TASK TO COMPLETE: The output should be the records themselves, given again exactly.

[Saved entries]

—————

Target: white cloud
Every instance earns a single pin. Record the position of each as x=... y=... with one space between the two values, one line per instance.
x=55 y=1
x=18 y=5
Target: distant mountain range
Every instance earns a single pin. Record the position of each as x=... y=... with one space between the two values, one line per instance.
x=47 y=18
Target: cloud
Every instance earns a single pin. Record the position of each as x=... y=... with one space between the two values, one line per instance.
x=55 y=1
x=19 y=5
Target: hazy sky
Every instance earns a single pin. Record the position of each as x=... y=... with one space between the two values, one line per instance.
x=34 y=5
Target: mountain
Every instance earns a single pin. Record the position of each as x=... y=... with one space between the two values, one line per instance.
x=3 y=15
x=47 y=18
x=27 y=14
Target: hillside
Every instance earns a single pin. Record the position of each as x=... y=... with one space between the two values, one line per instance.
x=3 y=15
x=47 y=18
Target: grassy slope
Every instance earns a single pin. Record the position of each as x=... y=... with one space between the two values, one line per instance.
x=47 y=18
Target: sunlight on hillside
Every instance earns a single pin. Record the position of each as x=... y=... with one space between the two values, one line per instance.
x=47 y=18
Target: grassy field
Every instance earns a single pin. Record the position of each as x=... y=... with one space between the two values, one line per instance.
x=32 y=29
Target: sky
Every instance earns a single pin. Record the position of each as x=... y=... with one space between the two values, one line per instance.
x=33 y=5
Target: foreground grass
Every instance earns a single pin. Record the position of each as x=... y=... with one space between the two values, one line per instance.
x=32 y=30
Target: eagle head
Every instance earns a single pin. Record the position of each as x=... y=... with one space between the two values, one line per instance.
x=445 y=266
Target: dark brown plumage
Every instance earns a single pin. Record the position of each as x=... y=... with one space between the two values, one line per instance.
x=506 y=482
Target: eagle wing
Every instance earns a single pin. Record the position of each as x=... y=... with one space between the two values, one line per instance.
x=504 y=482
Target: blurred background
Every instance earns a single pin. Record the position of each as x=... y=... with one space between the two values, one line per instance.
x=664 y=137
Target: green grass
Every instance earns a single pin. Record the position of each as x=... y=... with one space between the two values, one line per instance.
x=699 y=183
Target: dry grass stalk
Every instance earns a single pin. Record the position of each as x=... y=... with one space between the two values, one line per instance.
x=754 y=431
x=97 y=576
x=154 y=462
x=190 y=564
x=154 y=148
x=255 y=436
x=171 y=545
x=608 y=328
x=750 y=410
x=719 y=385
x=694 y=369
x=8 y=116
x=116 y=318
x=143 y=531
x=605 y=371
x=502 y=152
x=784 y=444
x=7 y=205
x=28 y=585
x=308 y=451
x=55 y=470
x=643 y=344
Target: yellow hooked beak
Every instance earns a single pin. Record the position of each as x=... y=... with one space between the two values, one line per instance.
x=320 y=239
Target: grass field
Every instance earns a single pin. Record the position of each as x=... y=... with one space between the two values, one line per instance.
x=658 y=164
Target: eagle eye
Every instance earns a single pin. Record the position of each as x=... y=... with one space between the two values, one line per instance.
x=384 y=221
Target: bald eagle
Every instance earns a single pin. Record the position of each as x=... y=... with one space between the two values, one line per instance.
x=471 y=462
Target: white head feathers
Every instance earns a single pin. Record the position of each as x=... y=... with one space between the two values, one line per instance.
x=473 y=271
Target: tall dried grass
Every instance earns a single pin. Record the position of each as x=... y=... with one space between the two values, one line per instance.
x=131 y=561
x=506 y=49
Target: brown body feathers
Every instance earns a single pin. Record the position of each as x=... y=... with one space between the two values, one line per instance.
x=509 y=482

—————

ANSWER TO THE EXERCISE:
Target: white cloud
Every instance earns a single pin. Record the position of each as x=... y=... with one space between the two values, one line per instance.
x=55 y=1
x=18 y=5
Target: distant mountain range
Every instance earns a single pin. Record the position of each as x=... y=... with one space between the two values, one line per instance.
x=47 y=18
Target: cloud
Every instance earns a single pin. Record the position of each as x=... y=... with one space between the two values, one line per instance.
x=55 y=1
x=19 y=5
Target: hazy sky
Every instance earns a single pin. Record the position of each as x=... y=... with one space between the two values, one line per instance.
x=34 y=5
Target: mountain
Every instance earns a single pin. Record the position of each as x=... y=... with one space between the two values, one line per instance.
x=3 y=15
x=47 y=18
x=27 y=14
Target: hillside
Every instance earns a single pin. Record the position of each as x=... y=... with one space between the two values, one line per instance.
x=3 y=15
x=47 y=18
Target: grassy slope
Every instance earns a single pin. Record the position of each as x=... y=... with one space between the two values, one line per instance.
x=47 y=18
Target: sunlight on hillside
Every instance earns a single pin. Record the position of each as x=... y=... with one space between the two values, one line per instance.
x=47 y=18
Target: grassy field
Every instance earns a single pin. Record the position of each as x=... y=... with one space between the two values, one line per instance.
x=32 y=29
Target: sky
Every instance earns a single pin. Record the position of each as x=... y=... with one space between the two values, one line per instance.
x=33 y=5
Target: foreground grass
Every instance earns a single pin. Record the position of each as x=... y=... with one space between the two values, one line per instance.
x=32 y=30
Target: eagle head
Every instance earns a single pin. Record the position of each as x=... y=... with one space between the two values, one line per instance.
x=445 y=266
Target: dark brown plumage
Every instance earns a single pin. Record the position of each as x=... y=... with one space between the two values, one line per instance.
x=506 y=482
Target: eagle wing
Every instance earns a single pin. Record the position of each as x=... y=... with one space between the two values, one line per instance.
x=504 y=482
Target: blurred background
Every instance earns a single pin. Record the position of each as x=... y=... with one space between the two values, one line per instance.
x=664 y=137
Target: green grass
Every instance earns a single pin. Record the position of each as x=... y=... with one space between the two values, one line per instance.
x=699 y=183
Target: dry grass stalk
Every instance earns a single pin. Record the position of each as x=... y=... with one space between the two values, one line per instance.
x=754 y=431
x=97 y=576
x=154 y=462
x=190 y=564
x=154 y=148
x=255 y=436
x=171 y=545
x=608 y=328
x=750 y=410
x=719 y=385
x=694 y=369
x=8 y=116
x=116 y=318
x=143 y=531
x=605 y=371
x=502 y=152
x=784 y=444
x=7 y=205
x=28 y=585
x=308 y=451
x=55 y=470
x=643 y=344
Target: yellow hooked beak
Every instance earns a single pin. Record the position of each as x=... y=... with one space between the two values, one line per instance.
x=320 y=239
Target: grass field
Every instance earns a single pin. Record the position of each as x=... y=... with one space between the two values, one line per instance.
x=658 y=164
Target: eagle eye
Every instance earns a single pin. Record the position of each as x=... y=... with one space between the two values, one line per instance.
x=384 y=221
Target: bald eagle
Every instance earns a single pin. Record the position of each as x=... y=... with one space between the two values, one line per instance.
x=471 y=462
Target: white head feathers
Every instance earns a single pin. Record the position of each as x=... y=... with one space between the two values, one line per instance.
x=473 y=271
Target: tall dried grass
Every instance earns a single pin. Record the position of each as x=... y=... with one space between the two values, one line per instance.
x=131 y=561
x=506 y=49
Target: brown body feathers
Every instance earns a single pin. Record the position of each as x=... y=... with one space between the two values, one line per instance.
x=509 y=482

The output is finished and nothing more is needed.